Exercise directions: Which rows below contain the word "grounding"? Pick out every one and copy it.
====== Records supplied ======
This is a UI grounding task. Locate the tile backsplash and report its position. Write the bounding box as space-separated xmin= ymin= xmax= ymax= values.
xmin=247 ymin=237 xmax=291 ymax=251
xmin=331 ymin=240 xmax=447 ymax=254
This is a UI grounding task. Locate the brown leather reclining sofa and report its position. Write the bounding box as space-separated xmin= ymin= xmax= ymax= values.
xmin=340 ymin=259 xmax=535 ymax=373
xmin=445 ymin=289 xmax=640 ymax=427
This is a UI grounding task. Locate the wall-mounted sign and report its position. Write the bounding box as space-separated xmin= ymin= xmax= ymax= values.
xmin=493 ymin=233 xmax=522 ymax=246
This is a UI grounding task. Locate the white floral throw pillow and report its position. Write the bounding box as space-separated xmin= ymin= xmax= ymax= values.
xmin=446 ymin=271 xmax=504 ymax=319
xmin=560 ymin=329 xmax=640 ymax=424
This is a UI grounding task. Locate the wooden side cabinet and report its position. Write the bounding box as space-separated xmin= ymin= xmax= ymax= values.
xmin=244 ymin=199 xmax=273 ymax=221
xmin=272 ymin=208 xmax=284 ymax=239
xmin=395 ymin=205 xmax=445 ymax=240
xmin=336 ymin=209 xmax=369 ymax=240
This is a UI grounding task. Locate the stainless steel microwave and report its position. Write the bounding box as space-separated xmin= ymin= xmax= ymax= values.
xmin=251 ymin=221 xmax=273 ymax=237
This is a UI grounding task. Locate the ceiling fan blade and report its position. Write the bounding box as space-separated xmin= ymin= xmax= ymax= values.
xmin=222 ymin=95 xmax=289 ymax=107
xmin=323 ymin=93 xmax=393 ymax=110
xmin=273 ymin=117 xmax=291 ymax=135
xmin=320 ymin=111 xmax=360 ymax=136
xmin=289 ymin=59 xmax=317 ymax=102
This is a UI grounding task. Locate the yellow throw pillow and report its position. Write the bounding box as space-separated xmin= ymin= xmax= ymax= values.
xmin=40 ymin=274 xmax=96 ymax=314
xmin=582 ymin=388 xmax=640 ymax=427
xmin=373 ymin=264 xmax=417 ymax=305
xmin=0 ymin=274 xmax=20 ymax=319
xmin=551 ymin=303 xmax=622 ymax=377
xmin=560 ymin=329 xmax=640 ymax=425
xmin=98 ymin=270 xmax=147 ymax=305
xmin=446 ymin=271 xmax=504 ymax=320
======
Expected answer:
This is a UI grounding task. Locate the tile backsplash and report its position. Write the bounding box as space-separated xmin= ymin= xmax= ymax= values.
This is a UI grounding task. Locate the brown leather reclining sofa and report its position. Write the bounding box as space-separated xmin= ymin= xmax= ymax= values.
This is a UI grounding task. Locate the wall-mounted sign and report its position. Write the bounding box as space-separated xmin= ymin= xmax= ymax= values.
This is a UI grounding task. Locate the white floral throw pillow and report its position. Write the bounding box as space-separated xmin= ymin= xmax= ymax= values.
This is a UI grounding task. Locate the wooden side cabinet and report its position. Write the bounding box as space-separated xmin= ymin= xmax= ymax= values.
This is a UI grounding task. Locate the stainless steel microwave and report its position. Write the bounding box as space-separated xmin= ymin= xmax= ymax= values.
This is a UI grounding task. Locate the ceiling fan blade and report its position. Write the bounding box as space-separated xmin= ymin= xmax= ymax= values.
This is a UI grounding task. Locate the yellow throw pillow and report its position. Write the bounding box as space-separated xmin= ymin= xmax= ymax= values.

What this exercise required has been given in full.